[Dataset entries]
□ □ □ □ □
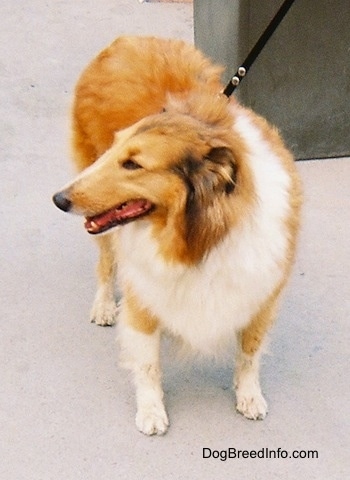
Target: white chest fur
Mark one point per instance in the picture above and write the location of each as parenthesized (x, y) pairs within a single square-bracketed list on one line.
[(206, 304)]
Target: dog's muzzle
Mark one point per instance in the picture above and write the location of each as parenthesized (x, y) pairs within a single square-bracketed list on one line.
[(61, 201)]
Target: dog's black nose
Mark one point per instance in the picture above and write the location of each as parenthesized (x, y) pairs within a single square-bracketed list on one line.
[(61, 201)]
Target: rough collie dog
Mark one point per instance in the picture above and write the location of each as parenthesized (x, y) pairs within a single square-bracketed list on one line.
[(198, 202)]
□ □ □ □ □
**Job:** Reproduce every line of the records above word for word, leaving the pictures out of your answer.

**Response:**
Target: white chest fur
Mark one point per instance in the picture above and write the location of each as parenthesized (x, y) pairs within a single square-bracketed list on one line.
[(206, 304)]
Target: dog's muzzle
Mark one point per instance in the picture above and write the location of each as parenthesized (x, y) pairs within a single square-bracketed list on one line.
[(61, 201)]
Target: dog's black nose
Mark one point per instance in the picture above and write the location of each as parenthesized (x, y) pairs within a single square-bracketed list on one line.
[(61, 201)]
Target: rough collie dog
Mark one point per instance in the picture above and write the location of each as parenthesized (x, y) pairs within a single square-bracketed list on one line.
[(198, 202)]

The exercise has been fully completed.